AIM OF THE TASK: From the entries below, copy each line that contains the string "path". Treat uppercase and lowercase letters as different.

MATERIAL FOR THE TASK:
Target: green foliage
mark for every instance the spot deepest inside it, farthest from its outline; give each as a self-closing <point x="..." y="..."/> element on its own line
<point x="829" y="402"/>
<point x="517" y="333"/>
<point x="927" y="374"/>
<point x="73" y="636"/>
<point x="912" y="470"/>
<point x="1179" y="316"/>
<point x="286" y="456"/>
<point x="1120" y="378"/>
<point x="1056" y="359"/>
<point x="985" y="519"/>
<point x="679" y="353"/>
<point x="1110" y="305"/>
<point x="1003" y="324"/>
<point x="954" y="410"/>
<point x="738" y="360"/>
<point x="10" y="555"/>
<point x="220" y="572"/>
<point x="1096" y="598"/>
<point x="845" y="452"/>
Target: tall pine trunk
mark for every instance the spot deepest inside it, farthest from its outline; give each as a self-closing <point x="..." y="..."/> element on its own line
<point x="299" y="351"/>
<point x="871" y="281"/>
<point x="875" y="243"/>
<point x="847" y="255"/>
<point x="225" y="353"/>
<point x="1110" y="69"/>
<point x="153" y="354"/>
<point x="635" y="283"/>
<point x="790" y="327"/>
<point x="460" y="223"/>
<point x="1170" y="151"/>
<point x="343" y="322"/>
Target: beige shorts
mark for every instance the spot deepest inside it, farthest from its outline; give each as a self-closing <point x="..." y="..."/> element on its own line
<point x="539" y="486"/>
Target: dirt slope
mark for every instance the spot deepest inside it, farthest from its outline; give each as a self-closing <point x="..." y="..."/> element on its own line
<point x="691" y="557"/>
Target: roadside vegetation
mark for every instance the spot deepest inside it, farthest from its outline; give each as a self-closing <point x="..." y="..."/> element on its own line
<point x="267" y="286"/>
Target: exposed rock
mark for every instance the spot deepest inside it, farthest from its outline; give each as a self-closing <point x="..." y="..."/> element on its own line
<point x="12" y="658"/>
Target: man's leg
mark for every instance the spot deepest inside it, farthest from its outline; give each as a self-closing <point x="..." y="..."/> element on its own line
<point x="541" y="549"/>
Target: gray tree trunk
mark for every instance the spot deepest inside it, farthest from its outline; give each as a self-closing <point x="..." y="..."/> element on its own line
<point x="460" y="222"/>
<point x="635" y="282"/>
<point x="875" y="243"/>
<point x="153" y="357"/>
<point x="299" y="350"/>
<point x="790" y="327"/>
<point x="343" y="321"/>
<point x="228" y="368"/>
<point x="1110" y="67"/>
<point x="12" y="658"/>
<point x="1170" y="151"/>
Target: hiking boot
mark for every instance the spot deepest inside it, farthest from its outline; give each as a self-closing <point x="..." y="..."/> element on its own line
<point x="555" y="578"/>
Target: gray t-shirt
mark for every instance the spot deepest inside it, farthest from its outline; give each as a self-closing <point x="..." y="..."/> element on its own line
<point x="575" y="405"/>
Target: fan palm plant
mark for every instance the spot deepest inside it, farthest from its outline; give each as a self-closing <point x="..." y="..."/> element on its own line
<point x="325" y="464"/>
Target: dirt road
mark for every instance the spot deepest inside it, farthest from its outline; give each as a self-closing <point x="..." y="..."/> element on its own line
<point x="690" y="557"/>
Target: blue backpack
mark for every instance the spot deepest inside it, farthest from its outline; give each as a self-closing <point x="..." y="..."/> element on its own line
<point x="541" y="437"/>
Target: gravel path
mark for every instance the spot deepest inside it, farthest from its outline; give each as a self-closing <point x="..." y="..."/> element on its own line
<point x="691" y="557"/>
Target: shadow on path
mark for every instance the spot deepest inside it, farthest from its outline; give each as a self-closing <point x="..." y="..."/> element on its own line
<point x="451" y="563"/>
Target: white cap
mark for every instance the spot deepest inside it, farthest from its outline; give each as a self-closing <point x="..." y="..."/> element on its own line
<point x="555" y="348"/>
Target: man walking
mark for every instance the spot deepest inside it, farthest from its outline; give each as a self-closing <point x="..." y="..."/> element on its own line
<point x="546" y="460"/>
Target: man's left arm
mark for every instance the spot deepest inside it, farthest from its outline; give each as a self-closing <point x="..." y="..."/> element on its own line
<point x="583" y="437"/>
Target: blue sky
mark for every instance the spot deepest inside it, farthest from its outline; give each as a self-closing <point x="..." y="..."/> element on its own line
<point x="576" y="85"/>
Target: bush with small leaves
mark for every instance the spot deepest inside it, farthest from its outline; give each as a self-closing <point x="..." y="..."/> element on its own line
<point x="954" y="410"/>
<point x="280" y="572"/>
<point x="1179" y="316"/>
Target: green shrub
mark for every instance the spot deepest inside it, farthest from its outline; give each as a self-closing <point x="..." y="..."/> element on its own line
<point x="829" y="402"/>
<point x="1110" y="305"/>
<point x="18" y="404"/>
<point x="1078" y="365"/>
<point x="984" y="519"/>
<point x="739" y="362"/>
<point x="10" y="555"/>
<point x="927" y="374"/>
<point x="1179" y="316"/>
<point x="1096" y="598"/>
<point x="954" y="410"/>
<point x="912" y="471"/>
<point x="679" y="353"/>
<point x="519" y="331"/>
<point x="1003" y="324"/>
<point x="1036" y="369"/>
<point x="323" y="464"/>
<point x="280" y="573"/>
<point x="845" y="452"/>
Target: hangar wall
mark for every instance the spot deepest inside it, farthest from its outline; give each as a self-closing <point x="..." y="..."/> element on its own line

---

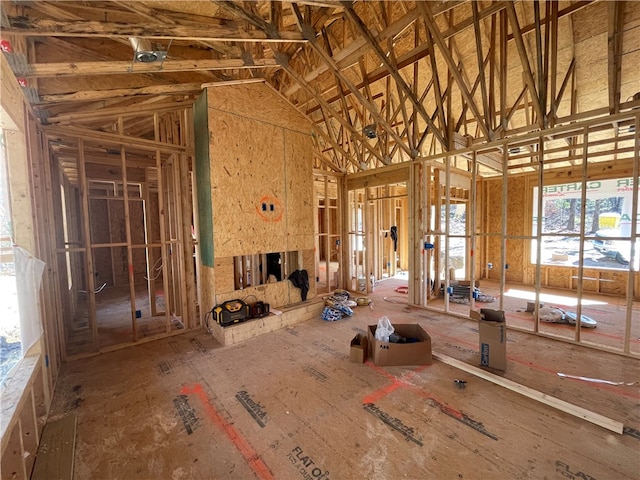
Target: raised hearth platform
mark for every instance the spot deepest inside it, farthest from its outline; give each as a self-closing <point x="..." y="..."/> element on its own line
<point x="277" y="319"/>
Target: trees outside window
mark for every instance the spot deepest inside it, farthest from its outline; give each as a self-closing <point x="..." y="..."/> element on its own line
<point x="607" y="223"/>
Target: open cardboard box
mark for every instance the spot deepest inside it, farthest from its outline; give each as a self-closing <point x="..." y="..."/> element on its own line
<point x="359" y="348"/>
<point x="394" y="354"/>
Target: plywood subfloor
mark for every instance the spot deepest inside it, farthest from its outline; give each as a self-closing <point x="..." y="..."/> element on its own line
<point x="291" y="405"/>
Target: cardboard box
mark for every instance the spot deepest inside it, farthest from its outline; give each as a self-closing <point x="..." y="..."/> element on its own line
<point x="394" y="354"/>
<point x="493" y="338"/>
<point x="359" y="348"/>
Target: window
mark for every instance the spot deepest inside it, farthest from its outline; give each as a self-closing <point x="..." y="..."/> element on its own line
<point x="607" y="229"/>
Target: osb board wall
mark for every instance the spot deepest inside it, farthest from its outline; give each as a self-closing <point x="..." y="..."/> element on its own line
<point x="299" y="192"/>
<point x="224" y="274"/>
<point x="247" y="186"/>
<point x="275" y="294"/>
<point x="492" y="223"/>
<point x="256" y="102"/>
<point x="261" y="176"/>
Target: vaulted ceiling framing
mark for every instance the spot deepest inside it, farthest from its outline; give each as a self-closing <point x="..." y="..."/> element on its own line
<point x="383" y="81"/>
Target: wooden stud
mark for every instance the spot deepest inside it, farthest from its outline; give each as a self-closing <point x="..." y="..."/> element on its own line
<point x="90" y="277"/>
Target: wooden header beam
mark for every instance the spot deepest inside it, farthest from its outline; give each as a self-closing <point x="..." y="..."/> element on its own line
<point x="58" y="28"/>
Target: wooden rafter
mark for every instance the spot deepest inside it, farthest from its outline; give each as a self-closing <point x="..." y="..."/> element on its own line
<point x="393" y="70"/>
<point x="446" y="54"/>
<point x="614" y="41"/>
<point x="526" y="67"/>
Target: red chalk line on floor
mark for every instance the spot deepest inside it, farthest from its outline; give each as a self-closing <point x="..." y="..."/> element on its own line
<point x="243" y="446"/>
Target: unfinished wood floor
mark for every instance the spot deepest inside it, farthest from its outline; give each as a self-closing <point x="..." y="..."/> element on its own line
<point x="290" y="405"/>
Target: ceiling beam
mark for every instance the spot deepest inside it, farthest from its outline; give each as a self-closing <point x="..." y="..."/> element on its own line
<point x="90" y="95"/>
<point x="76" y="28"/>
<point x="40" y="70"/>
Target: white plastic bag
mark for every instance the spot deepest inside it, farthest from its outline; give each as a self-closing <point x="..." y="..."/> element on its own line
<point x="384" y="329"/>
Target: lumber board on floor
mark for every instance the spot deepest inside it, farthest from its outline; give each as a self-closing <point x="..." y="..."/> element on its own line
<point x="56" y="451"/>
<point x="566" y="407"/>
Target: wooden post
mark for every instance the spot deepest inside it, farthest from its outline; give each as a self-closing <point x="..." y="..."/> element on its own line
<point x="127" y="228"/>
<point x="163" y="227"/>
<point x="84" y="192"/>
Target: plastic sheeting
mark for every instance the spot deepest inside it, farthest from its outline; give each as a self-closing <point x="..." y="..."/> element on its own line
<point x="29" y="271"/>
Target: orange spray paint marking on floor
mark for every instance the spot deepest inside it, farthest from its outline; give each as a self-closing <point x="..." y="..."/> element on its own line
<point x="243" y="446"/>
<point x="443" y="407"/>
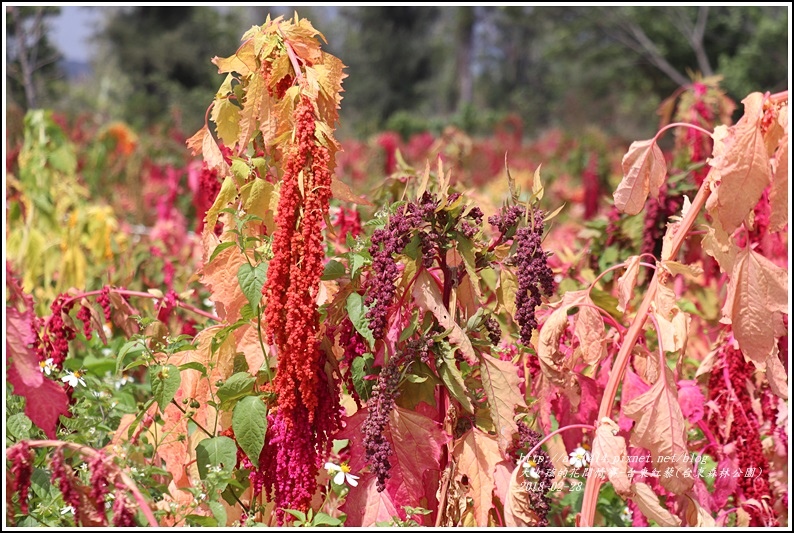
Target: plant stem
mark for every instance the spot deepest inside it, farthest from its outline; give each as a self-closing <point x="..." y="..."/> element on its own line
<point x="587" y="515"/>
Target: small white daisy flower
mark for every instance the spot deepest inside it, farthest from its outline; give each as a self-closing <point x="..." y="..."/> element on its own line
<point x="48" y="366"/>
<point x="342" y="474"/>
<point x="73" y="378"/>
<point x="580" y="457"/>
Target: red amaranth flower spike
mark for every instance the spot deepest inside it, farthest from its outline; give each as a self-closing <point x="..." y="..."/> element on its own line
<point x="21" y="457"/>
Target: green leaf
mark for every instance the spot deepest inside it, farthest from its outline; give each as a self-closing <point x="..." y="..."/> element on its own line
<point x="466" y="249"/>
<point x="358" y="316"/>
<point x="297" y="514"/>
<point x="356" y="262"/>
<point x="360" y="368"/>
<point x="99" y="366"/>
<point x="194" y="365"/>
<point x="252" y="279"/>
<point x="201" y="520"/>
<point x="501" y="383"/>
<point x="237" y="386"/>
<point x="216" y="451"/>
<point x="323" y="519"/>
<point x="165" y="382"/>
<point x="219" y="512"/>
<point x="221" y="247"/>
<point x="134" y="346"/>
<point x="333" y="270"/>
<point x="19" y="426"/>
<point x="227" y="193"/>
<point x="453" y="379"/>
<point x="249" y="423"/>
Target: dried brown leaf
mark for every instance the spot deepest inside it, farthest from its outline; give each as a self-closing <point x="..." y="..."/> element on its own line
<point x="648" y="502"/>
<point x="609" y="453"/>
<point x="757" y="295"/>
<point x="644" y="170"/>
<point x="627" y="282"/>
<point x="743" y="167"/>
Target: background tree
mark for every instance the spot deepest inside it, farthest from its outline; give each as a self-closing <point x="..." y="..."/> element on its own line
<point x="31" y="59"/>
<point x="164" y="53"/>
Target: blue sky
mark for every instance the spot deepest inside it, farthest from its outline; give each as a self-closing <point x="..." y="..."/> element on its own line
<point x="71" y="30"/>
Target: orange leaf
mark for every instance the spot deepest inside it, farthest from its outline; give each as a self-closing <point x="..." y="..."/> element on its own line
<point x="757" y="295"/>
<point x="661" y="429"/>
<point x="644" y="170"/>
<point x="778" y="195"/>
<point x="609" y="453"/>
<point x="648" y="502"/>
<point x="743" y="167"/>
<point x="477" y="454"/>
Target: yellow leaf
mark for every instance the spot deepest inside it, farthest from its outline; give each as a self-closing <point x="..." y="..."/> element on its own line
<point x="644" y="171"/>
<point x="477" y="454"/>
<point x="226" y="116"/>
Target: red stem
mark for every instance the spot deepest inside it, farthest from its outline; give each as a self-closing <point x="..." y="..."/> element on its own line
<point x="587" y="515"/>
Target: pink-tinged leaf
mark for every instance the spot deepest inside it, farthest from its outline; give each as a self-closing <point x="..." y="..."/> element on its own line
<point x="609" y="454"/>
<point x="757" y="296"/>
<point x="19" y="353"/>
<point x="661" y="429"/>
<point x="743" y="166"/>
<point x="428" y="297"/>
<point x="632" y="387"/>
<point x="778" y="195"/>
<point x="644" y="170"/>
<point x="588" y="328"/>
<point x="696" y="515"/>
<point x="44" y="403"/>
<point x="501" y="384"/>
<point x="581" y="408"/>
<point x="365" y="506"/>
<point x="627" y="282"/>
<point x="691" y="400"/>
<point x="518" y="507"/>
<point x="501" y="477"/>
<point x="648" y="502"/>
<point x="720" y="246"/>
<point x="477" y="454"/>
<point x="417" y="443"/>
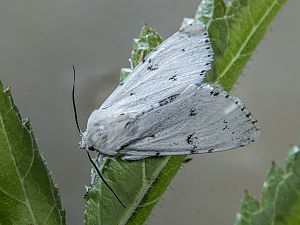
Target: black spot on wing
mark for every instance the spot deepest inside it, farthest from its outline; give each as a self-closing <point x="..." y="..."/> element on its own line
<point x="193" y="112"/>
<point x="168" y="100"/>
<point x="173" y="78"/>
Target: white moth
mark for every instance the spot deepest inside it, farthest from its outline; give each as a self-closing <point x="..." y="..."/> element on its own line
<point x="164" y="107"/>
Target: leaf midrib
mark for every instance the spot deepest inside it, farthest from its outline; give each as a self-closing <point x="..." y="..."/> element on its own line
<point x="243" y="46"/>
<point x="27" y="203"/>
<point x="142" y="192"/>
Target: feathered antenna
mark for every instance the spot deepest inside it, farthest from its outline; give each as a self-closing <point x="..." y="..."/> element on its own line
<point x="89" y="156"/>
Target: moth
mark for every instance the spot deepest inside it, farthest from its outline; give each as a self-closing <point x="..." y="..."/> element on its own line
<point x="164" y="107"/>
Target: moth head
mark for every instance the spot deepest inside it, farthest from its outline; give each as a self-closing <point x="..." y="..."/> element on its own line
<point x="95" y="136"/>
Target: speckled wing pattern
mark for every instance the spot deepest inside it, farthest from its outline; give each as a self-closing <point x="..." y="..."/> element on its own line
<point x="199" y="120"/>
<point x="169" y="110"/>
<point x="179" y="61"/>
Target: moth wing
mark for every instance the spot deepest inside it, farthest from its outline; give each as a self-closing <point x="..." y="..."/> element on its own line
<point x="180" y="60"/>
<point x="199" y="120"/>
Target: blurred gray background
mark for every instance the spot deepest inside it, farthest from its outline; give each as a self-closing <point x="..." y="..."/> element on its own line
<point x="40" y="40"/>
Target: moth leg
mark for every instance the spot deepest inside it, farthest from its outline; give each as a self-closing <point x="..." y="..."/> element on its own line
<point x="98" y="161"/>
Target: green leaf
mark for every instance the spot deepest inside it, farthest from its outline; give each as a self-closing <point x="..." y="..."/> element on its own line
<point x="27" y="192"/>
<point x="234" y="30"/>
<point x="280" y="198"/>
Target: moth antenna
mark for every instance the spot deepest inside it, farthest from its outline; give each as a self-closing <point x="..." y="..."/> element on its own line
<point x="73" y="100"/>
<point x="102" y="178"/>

OUTPUT FOR THIS EXERCISE:
Target: gravel path
Target: shadow on path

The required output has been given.